* _Task objective_:
Extend the passage on early Cold War codebreaking and spying at the United Nations, picking up after its last sentence.

BEGIN Excerpted passage

Messages from Colombia provided details on quiet disagreements between Russia
and its satellite nations as well as on "Russia's prejudice toward the
Latin American countries." Spanish decrypts indicated that their diplomats
in San Francisco were warned to oppose a number of Russian moves: "Red
maneuver . . . must be stopped at once," said one. A Czechoslovakian
message indicated that nation's opposition to the admission of Argentina to the
UN.

From the
very moment of its birth, the United Nations was a microcosm of East-West
spying. Just as with the founding conference, the United States pushed hard to
locate the organization on American soil, largely to accommodate the
eavesdroppers and codebreakers of NSA and its predecessors. The Russians, on
the other hand, were also happy to have the UN on American soil—it gave them a
reason to ship dozens of additional spies across U.S. borders.

 

Since the
discovery of the Russian Fish machine by TICOM at the end of the war, and the
ability to read a variety of diplomatic, KGB, and trade messages as a result of
the Venona breakthrough on Soviet onetime pads, American codebreakers had been
astonishingly lucky. Virtually overnight they were placed in what NSA has
called "a situation that compared favorably to the successes of World War
II." For several years, American codebreakers were able to read encrypted
Soviet armed forces, police, and industry communications and the agency could
put together "a remarkably complete picture of the Soviet national
security posture."

END Excerpted passage
BEGIN Data provided

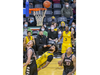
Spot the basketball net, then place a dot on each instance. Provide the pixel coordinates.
(39, 15)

END Data provided

* _Task answer_:
But then, almost overnight
in 1948, everything went silent. "In rapid succession, every one of these
cipher systems went dark," said a recent NSA report, which called it
"perhaps the most significant intelligence loss in U.S. history." It
forever became known at NSA as Black Friday.

Just as
the United States had successfully penetrated secret Soviet communications
networks, so the Russians had secretly penetrated the Army Security Agency and
later the Armed Forces Security Agency (AFSA), into which ASA had been folded.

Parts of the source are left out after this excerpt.